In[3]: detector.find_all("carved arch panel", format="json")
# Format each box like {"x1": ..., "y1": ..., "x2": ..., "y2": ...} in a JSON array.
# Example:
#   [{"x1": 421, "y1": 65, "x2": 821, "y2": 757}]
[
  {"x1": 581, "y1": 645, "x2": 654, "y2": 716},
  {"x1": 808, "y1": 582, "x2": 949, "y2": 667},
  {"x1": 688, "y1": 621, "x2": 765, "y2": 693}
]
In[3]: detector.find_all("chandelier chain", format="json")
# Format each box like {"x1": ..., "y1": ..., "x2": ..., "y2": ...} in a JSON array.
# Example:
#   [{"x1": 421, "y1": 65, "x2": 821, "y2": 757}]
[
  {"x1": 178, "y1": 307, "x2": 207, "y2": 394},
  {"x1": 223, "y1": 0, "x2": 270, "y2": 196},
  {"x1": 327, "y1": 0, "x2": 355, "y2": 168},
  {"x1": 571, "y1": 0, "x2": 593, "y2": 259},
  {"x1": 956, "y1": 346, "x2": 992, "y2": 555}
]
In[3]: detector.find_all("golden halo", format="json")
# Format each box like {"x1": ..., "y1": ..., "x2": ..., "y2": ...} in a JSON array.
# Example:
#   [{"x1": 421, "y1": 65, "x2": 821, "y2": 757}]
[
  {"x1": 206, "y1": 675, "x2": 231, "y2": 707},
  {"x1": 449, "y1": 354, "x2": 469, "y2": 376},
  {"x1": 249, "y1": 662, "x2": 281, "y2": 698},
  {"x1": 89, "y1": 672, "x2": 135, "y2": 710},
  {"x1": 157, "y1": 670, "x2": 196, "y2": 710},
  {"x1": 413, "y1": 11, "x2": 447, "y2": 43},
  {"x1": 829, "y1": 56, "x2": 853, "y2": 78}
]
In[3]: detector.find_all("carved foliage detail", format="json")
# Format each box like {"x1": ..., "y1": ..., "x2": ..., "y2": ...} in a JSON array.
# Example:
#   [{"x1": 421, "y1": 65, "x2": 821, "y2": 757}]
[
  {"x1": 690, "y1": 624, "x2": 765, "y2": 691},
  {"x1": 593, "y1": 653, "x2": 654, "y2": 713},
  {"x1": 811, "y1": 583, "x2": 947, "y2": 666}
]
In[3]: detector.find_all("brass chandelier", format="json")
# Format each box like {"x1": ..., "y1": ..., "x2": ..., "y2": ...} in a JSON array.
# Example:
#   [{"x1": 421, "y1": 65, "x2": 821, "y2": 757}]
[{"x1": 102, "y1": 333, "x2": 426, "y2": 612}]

> **GIVEN REQUEST**: Reproduce all of the rows above character for character, with no changes.

> **ANSWER FOR THIS EXERCISE**:
In[3]: detector.find_all("carved arch panel", format="json")
# Format each box like {"x1": ..., "y1": ..., "x2": ..., "y2": ...} in a JSON array.
# Example:
#   [{"x1": 421, "y1": 65, "x2": 821, "y2": 757}]
[
  {"x1": 581, "y1": 645, "x2": 654, "y2": 716},
  {"x1": 808, "y1": 582, "x2": 949, "y2": 667},
  {"x1": 688, "y1": 621, "x2": 765, "y2": 693}
]
In[3]: detector.find_all("chandelier chain", format="json")
# Format each box like {"x1": ..., "y1": ..., "x2": ..., "y2": ...} in a JSON array.
# Example:
#   [{"x1": 421, "y1": 65, "x2": 821, "y2": 757}]
[
  {"x1": 178, "y1": 307, "x2": 207, "y2": 394},
  {"x1": 223, "y1": 0, "x2": 270, "y2": 196},
  {"x1": 327, "y1": 0, "x2": 355, "y2": 168},
  {"x1": 571, "y1": 0, "x2": 593, "y2": 259},
  {"x1": 956, "y1": 346, "x2": 992, "y2": 555}
]
In[3]: detector.find_all("golden halo", format="json")
# Format each box like {"x1": ..., "y1": ..., "x2": ..., "y2": ...} in a JSON array.
# Example:
#   [{"x1": 421, "y1": 65, "x2": 821, "y2": 757}]
[
  {"x1": 206, "y1": 675, "x2": 231, "y2": 707},
  {"x1": 449, "y1": 354, "x2": 469, "y2": 376},
  {"x1": 249, "y1": 662, "x2": 281, "y2": 698},
  {"x1": 89, "y1": 672, "x2": 135, "y2": 710},
  {"x1": 157, "y1": 670, "x2": 196, "y2": 710},
  {"x1": 413, "y1": 11, "x2": 447, "y2": 43},
  {"x1": 829, "y1": 56, "x2": 853, "y2": 78}
]
In[3]: detector.find_all("carved foliage detail", format="json")
# Format each box like {"x1": ..., "y1": ..., "x2": ..., "y2": ...} in a JSON array.
# Example:
#   [{"x1": 421, "y1": 65, "x2": 821, "y2": 757}]
[
  {"x1": 690, "y1": 624, "x2": 765, "y2": 691},
  {"x1": 593, "y1": 653, "x2": 654, "y2": 713},
  {"x1": 811, "y1": 583, "x2": 947, "y2": 666}
]
In[3]: detector.find_all("brass chandelier", format="json")
# Format each box like {"x1": ..., "y1": ..., "x2": ..., "y2": ...} in a JSON array.
# Example:
#   [{"x1": 421, "y1": 65, "x2": 821, "y2": 757}]
[{"x1": 102, "y1": 333, "x2": 426, "y2": 612}]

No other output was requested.